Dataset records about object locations
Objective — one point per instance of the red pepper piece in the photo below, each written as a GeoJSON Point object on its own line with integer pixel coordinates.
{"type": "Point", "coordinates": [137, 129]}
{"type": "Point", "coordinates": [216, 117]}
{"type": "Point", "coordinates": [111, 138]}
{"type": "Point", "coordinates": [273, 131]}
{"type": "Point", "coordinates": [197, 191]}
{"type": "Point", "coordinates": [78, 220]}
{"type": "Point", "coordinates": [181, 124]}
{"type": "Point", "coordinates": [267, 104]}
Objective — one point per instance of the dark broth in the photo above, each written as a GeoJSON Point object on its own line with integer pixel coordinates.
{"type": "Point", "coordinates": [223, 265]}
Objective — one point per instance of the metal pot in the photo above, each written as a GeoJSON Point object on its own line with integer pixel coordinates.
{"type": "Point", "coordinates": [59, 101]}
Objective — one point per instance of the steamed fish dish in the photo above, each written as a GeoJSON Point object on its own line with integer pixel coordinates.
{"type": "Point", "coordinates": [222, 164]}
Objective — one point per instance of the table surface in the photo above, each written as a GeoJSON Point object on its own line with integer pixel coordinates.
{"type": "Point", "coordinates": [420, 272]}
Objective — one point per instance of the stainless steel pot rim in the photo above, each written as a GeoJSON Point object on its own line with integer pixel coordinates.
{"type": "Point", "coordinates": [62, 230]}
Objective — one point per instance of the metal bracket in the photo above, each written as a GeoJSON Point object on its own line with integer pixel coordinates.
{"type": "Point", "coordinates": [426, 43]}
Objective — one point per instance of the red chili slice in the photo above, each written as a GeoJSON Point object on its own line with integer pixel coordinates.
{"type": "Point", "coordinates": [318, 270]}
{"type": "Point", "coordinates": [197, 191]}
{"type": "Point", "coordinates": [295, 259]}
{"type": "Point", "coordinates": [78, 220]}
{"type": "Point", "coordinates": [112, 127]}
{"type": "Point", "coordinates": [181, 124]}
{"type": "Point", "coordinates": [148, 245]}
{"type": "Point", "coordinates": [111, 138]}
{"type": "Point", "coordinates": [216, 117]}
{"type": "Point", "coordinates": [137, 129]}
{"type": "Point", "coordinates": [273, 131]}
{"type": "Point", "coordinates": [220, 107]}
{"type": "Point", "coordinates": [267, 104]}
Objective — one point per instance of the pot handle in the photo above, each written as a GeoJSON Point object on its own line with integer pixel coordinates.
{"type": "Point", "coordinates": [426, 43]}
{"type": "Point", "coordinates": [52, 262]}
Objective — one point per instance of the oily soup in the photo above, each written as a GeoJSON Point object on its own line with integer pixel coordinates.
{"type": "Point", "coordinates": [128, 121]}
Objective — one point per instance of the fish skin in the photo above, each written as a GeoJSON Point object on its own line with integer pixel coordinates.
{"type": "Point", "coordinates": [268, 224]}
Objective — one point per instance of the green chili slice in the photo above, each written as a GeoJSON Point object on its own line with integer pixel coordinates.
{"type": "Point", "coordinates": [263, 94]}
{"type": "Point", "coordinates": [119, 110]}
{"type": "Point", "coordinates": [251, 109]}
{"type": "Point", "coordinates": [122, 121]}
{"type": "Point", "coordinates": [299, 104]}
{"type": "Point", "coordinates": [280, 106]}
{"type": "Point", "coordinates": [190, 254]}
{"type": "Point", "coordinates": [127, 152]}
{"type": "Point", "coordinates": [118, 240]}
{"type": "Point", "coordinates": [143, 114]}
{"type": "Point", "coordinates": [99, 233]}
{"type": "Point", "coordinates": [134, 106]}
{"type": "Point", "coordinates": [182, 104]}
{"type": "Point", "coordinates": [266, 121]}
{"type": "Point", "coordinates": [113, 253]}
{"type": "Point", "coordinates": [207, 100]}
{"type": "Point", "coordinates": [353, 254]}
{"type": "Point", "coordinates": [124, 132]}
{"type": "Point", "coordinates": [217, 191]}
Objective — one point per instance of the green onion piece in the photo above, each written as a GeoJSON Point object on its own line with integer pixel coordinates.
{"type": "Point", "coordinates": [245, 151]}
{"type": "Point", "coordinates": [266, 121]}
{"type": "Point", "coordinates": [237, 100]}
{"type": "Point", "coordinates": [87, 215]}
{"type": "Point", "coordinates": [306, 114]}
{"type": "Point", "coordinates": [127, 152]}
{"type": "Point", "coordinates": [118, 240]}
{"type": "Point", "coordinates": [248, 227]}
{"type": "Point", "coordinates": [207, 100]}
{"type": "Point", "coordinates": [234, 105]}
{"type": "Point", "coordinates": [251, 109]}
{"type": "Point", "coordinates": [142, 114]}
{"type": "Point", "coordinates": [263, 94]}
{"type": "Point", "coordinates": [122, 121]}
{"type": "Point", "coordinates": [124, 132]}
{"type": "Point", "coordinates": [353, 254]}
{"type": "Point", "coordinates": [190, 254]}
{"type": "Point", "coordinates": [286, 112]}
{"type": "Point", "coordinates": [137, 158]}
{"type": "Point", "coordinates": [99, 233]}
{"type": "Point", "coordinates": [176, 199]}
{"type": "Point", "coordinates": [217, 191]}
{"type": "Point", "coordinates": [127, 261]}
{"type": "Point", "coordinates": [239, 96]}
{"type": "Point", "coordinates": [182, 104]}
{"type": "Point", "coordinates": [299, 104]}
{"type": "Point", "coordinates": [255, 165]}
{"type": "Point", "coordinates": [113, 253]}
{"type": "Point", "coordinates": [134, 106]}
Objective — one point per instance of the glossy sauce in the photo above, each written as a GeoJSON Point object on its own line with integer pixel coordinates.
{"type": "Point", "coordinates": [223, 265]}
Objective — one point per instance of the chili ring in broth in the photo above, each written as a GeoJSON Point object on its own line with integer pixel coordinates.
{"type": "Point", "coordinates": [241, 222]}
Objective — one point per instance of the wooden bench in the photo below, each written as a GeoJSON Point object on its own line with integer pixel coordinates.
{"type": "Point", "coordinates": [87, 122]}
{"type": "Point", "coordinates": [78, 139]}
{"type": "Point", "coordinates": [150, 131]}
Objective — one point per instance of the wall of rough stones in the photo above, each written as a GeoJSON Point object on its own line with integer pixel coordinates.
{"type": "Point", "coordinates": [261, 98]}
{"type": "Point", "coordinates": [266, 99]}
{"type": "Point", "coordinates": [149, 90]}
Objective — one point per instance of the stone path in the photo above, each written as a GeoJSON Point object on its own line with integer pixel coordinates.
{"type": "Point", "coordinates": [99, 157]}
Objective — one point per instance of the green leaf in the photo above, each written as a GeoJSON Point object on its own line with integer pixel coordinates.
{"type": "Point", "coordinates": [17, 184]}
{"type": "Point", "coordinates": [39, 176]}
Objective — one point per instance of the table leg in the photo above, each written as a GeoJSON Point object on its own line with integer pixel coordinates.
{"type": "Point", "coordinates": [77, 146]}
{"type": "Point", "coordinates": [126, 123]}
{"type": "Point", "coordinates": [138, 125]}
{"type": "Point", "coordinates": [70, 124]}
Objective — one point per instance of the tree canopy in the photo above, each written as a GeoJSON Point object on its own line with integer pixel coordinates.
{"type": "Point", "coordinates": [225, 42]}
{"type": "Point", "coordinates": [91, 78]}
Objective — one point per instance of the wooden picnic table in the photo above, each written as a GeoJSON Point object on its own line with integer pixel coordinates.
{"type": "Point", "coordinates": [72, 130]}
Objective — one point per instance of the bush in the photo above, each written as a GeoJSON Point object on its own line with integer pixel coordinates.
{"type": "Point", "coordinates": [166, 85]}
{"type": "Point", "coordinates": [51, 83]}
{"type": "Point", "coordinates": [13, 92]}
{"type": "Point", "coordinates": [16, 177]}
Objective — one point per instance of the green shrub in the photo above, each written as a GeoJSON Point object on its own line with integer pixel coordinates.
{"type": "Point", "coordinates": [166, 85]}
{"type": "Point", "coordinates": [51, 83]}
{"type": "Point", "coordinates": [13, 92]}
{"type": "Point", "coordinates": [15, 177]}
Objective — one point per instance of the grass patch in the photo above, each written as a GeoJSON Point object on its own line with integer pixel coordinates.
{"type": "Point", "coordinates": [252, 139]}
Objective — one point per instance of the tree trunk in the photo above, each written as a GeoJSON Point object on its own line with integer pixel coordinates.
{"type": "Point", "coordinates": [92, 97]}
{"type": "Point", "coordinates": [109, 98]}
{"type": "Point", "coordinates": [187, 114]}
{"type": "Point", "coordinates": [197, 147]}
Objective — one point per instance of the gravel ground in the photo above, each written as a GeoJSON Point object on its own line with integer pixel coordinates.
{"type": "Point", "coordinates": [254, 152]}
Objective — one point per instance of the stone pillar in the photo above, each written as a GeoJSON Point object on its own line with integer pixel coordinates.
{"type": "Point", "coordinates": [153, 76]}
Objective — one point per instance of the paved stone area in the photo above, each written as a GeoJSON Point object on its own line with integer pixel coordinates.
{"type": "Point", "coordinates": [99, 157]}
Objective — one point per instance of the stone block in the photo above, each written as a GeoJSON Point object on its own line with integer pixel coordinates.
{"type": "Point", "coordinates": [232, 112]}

**Instruction**:
Reproduce the listing above exactly from the line containing "Objective — one point per instance of the green shrub" through its last line, with both of those lines included.

**Answer in full**:
Objective — one point per instance of the green shrub in the photo above, each written as a GeoJSON Point object on its own line with integer pixel coordinates.
{"type": "Point", "coordinates": [166, 85]}
{"type": "Point", "coordinates": [51, 83]}
{"type": "Point", "coordinates": [13, 92]}
{"type": "Point", "coordinates": [15, 177]}
Objective — one point per instance of the grass patch in the photo above, each written as a GeoJSON Point object on its own line with integer pixel coordinates.
{"type": "Point", "coordinates": [252, 139]}
Objective — one point per instance of the tree trunk in the photo above, each written as a GeoJSON Point object on its own line with integer pixel coordinates.
{"type": "Point", "coordinates": [92, 97]}
{"type": "Point", "coordinates": [109, 98]}
{"type": "Point", "coordinates": [187, 114]}
{"type": "Point", "coordinates": [197, 147]}
Objective — one point per instance of the gravel ground in the photo above, each written as a GeoJSON Point object on its own line with integer pixel coordinates.
{"type": "Point", "coordinates": [254, 152]}
Objective — one point per instance of the stone pillar in the photo above, each written as a GeoJSON Point object on its own line with integer pixel coordinates.
{"type": "Point", "coordinates": [153, 76]}
Objective — one point per instance of the paved stone area in the photo above, each written as a GeoJSON Point object on its own line with integer pixel coordinates.
{"type": "Point", "coordinates": [99, 157]}
Objective — one point per instance of the stone block in the photo above, each written as a GeoJSON Point object on its own line with integer pixel coordinates.
{"type": "Point", "coordinates": [232, 112]}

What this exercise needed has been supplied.